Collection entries
□ □ □ □

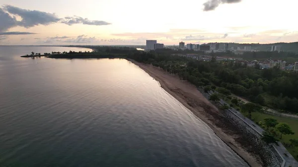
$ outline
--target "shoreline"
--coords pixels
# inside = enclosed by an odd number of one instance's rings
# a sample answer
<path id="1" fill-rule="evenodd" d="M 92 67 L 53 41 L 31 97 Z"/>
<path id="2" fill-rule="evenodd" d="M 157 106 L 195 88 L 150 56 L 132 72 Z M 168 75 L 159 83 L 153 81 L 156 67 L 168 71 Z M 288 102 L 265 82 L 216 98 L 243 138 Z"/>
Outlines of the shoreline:
<path id="1" fill-rule="evenodd" d="M 250 167 L 262 167 L 261 158 L 245 145 L 245 136 L 232 128 L 217 108 L 193 85 L 180 80 L 158 67 L 128 59 L 159 82 L 160 86 L 195 115 L 206 123 L 214 133 Z"/>

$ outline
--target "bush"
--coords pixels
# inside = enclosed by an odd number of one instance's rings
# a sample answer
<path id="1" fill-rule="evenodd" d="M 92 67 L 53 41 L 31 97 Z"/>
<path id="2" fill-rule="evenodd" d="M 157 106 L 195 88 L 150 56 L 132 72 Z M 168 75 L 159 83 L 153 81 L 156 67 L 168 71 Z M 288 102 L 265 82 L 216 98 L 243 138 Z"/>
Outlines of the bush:
<path id="1" fill-rule="evenodd" d="M 231 102 L 237 105 L 237 104 L 238 104 L 238 100 L 237 100 L 237 99 L 233 99 L 231 100 Z"/>
<path id="2" fill-rule="evenodd" d="M 204 88 L 204 92 L 205 93 L 208 93 L 208 92 L 211 90 L 211 87 L 210 87 L 210 86 L 205 86 L 205 88 Z"/>
<path id="3" fill-rule="evenodd" d="M 223 87 L 218 88 L 216 89 L 216 90 L 219 93 L 220 93 L 224 95 L 229 95 L 231 94 L 231 92 L 229 90 L 228 90 L 224 88 L 223 88 Z"/>

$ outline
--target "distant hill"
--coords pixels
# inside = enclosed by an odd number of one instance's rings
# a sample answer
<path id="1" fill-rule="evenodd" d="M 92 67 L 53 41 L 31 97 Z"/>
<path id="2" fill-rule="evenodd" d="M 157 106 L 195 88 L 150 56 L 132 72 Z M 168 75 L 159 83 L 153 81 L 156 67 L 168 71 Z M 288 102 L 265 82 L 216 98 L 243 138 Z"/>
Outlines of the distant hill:
<path id="1" fill-rule="evenodd" d="M 208 43 L 207 45 L 210 45 L 212 43 Z M 220 43 L 223 45 L 223 43 Z M 251 47 L 251 49 L 260 51 L 271 51 L 271 47 L 273 45 L 280 46 L 281 47 L 281 51 L 284 52 L 293 52 L 298 53 L 298 42 L 292 42 L 290 43 L 278 43 L 268 44 L 238 44 L 235 43 L 229 43 L 228 47 L 234 47 L 235 49 L 240 47 L 241 49 L 244 49 L 244 47 Z"/>

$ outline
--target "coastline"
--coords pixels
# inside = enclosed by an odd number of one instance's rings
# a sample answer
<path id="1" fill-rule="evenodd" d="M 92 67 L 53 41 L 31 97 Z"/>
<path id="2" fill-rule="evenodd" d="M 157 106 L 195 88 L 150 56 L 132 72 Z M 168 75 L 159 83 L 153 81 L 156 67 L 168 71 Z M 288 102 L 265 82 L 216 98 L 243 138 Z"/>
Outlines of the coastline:
<path id="1" fill-rule="evenodd" d="M 128 59 L 158 81 L 167 92 L 206 123 L 226 145 L 250 167 L 262 167 L 261 158 L 245 144 L 245 136 L 231 127 L 219 110 L 206 99 L 197 88 L 175 75 L 151 65 Z"/>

□ □ □ □

### Task goal
Return the stretch from the start of the material through the line containing "158 L 245 145", copied line for line. Leave the pictures out of your answer.

### Exercise solution
$ outline
--target "shoreline"
--coords pixels
# inside = enclosed by an odd number of one instance's rings
# a sample answer
<path id="1" fill-rule="evenodd" d="M 92 67 L 53 41 L 31 97 Z"/>
<path id="2" fill-rule="evenodd" d="M 157 106 L 195 88 L 150 56 L 132 72 Z M 168 75 L 159 83 L 153 81 L 156 67 L 168 71 Z M 288 102 L 265 82 L 216 98 L 243 138 Z"/>
Outlines of the shoreline:
<path id="1" fill-rule="evenodd" d="M 250 167 L 262 167 L 261 158 L 245 145 L 245 136 L 232 128 L 217 108 L 193 85 L 180 80 L 158 67 L 128 59 L 159 82 L 160 86 L 195 115 L 206 123 L 214 133 Z"/>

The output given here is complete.